- **Quoted text**
━━━━━━

It would appear from this story that there has been no public protest and/or campaign, no legal/legislative activism, no research/documentation, no effort to improve official responses, no support services for victims, etc., etc., and that no one other than individual heroines like Nisha Sharma — who have caught the media's attention —is doing anything at all to try and deal with the problem in different ways and at different levels. The one activist who has been interviewed is presented without any details about her work in the field and is quoted solely on her personal decision (not to attend weddings). Further, the story implies that individual rebellions (like Nisha Sharma's) strengthen social/political activism (like Ranjana Kumari's) rather than the other way around.

It is surprising that the story, presumably done out of Delhi, which is home to several organisations working on issues of violence against women, including dowry-related violence, makes no reference to even someone like Sathyarani Chaddha, once an "ordinary housewife" whose daughter was one of the earliest known "dowry death" victims and who went on to network with similarly bereaved parents and to ultimately set up an organisation (Shakti Shalini) providing shelter to women in distress, especially those harassed for dowry, in the capital city.

This is, of course, not the first time 60 Minutes has featured an ill-informed report on Indian women – there was one a few years ago replete with the most amazing stereotypes, etc.

The objection to this story is not about denying or glossing over the fact that dowry and dowry-related violence are among the many enormous, serious problems facing Indian women. It certainly is not about questioning international media coverage of such issues. It is a question of standards in professional practice, the need for informed reporting, etc.

Ammu Joseph, Bangalore, India

Amanpour's recent segment on dowry deaths in India for CBS illustrates the worst in western journalism. Though the piece focuses on a serious issue of violence against women in Indian society, it is presented without any historical context and without the voices of feminist leaders and elected officials who have been addressing the issue for more than two decades. Amanpour's reporting is simplistic, sloppy and lazy – she has done little to gather facts or a range of perspectives, to name sources of some of her facts (e.g., the anonymous "human rights groups" who allegedly put dowry-related deaths as high as 25,000).

The piece is sexist – it fails to bring to light the problem of patriarchal marriage systems that victimize young women and that reward women (e.g., mothers-in-law) for participating. Similarly, she links dowry deaths to female infanticide and abortions without examining the larger problems of women's status or gender roles. She heroizes two women – the college student Nisha and women's rights leader Ranjana Kumari – but she fails to acknowledge the depth and breadth of women's groups struggling to change laws and social practices around dowry.

By singling out India, a developing nation, for its abuses to women and not examining the similarities in developed nations, Amanpour commits the sin of racist reporting. The piece relies on a stereotype that developing nations are backward in their treatment of women. She had a responsibility to connect the murder of women in India to wider practices of violence against women in all other nations, including western nations like United States, from which she reports. There are so many possible ways of relating dowry deaths to the larger global problems of men's violence toward women that one can only ask if Amanpour is ignorant or willful in her inattention to these. Is she aware, for instance, that women organized in local communities around the world and also into larger networks beginning in the early 1970s to create legal remedies, services for victims and a new analysis of all forms of violence against women? Much has been accomplished through men and women working together to change cultural practices that keep structures of gender oppression in place everywhere. At the international level, for example, the United Nations recognized such abuses as fundamental problems in human rights 10 years ago.

━━━━━━

- **Instructions**
• 1. Please condense the paragraph in the letters about the dowry report that begins "The piece is sexist" into a short bulleted list, keeping its main points.
• 2. Echo the passage in the letters about the dowry report starting with "It is surprising" and going on through "amazing stereotypes, etc.".

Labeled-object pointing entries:
━━━━━━

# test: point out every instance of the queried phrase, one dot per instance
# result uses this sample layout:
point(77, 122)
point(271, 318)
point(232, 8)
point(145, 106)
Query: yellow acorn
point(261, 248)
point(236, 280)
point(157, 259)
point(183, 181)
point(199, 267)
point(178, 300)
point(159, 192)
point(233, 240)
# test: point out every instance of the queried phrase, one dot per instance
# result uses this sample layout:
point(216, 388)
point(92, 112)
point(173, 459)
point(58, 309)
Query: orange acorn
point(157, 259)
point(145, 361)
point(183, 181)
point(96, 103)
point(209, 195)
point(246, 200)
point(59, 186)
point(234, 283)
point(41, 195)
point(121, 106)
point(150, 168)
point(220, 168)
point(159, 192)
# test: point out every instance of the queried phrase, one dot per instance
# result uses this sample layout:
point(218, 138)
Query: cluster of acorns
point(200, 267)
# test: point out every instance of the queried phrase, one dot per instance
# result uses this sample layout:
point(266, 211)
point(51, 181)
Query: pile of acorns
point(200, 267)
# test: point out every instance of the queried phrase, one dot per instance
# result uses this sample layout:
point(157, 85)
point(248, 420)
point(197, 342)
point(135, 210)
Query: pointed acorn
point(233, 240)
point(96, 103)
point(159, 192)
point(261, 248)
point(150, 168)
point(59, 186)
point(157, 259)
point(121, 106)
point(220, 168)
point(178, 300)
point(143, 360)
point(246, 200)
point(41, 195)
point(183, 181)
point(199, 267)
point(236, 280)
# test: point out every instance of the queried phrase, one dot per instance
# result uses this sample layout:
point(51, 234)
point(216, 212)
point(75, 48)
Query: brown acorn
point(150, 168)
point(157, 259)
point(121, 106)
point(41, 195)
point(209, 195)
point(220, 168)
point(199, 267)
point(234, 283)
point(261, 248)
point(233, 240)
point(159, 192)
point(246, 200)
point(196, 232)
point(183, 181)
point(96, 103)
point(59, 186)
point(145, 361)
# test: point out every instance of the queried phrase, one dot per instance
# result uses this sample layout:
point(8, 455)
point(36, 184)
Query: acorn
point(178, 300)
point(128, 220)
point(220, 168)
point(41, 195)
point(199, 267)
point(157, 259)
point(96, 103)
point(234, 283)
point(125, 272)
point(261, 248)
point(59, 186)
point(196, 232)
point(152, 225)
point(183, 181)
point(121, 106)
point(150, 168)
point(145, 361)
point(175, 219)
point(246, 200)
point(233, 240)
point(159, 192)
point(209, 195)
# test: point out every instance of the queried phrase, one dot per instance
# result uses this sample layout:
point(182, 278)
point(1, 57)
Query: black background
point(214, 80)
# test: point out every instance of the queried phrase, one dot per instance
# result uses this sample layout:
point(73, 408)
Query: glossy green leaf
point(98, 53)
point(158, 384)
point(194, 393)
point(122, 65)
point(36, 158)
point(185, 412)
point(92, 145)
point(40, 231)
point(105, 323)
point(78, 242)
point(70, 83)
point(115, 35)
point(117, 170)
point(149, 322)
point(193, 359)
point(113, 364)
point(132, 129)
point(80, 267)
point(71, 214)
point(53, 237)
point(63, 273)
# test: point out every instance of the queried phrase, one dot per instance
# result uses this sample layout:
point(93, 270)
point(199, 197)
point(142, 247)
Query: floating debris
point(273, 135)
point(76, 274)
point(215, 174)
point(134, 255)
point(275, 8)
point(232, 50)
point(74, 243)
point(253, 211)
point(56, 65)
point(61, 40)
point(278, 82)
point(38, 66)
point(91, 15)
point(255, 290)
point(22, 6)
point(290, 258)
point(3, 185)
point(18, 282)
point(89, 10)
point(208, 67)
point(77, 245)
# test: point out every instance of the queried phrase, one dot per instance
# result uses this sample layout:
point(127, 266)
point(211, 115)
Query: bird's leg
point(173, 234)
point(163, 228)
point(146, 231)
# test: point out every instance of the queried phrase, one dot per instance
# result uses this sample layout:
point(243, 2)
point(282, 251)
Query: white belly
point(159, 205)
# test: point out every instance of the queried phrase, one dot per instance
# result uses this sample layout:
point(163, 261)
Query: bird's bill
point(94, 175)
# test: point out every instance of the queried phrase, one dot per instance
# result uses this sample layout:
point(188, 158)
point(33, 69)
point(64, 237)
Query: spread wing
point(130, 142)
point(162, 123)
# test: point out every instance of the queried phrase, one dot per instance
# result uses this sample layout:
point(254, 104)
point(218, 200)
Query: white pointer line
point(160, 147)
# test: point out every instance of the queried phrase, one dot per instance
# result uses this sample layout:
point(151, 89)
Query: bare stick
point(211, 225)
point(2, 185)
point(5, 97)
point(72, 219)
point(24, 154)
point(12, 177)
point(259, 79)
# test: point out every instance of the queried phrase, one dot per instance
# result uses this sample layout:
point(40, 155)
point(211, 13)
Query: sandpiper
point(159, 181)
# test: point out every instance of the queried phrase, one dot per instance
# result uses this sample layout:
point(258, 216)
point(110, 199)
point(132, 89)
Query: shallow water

━━━━━━

- **Expected answers**
• 1.
- The piece is sexist because it fails to expose patriarchal marriage systems that victimize young women and reward women, such as mothers-in-law, who take part in them.
- It links dowry deaths to female infanticide and abortions without examining the larger problems of women's status or gender roles.
- It heroizes two women, the college student Nisha and women's rights leader Ranjana Kumari, but ignores the depth and breadth of women's groups working to change laws and social practices around dowry.

• 2.
It is surprising that the story, presumably done out of Delhi, which is home to several organisations working on issues of violence against women, including dowry-related violence, makes no reference to even someone like Sathyarani Chaddha, once an "ordinary housewife" whose daughter was one of the earliest known "dowry death" victims and who went on to network with similarly bereaved parents and to ultimately set up an organisation (Shakti Shalini) providing shelter to women in distress, especially those harassed for dowry, in the capital city.

This is, of course, not the first time 60 Minutes has featured an ill-informed report on Indian women – there was one a few years ago replete with the most amazing stereotypes, etc.